[Exercise description]
Extract each line of the rows below that contains the string "jacket".

:::

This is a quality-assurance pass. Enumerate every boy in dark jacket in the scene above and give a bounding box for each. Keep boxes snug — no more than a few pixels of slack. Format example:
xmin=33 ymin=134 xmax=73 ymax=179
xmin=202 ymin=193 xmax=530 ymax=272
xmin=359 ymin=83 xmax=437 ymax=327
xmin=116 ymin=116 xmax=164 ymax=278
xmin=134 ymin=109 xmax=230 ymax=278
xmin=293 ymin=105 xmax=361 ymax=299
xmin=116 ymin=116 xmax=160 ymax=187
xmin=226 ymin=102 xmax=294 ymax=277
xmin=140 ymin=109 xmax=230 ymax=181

:::

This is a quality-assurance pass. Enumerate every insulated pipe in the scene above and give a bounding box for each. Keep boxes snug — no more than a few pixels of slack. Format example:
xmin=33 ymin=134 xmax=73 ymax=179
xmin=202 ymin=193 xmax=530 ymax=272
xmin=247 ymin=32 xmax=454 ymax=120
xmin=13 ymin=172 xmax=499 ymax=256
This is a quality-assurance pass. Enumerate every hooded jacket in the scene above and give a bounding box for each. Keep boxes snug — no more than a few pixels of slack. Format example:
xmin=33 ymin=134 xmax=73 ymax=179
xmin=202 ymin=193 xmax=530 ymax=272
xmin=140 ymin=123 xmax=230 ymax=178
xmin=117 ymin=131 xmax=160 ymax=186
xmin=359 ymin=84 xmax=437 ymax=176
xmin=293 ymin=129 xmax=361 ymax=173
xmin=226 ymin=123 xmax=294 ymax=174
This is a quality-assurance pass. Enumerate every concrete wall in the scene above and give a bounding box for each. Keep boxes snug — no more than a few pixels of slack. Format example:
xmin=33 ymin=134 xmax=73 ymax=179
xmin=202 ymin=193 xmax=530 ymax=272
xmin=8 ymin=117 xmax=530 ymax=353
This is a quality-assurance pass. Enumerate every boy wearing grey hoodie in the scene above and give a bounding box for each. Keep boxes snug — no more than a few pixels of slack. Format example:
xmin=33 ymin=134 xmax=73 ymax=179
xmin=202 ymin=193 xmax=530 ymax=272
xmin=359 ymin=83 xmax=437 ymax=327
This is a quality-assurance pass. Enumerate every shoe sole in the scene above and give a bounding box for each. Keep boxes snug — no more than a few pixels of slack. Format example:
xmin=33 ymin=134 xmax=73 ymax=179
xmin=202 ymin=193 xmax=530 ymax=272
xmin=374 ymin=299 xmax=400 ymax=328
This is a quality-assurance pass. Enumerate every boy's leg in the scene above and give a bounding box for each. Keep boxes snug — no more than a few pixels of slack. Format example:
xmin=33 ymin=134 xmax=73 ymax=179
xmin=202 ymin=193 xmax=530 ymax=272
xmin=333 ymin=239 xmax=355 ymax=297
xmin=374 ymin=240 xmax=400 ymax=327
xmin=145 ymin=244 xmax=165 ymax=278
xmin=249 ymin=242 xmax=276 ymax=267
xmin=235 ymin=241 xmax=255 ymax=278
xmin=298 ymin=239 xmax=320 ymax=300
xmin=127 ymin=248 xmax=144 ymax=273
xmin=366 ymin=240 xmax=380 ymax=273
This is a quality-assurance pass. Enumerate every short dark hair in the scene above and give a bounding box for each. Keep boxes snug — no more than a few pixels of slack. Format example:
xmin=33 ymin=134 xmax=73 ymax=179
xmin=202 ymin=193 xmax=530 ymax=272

:::

[Written solution]
This is a quality-assurance pass. Enumerate every boy in dark jacket in the scene above and give a bounding box for each. Keep boxes snug — no more than a few pixels of slack. Format example:
This is a quality-assurance pass. Enumerate every hooded jacket in the scene above and give a bounding box for each. Keep boxes snug — no more than a few pixels of slack. Format example:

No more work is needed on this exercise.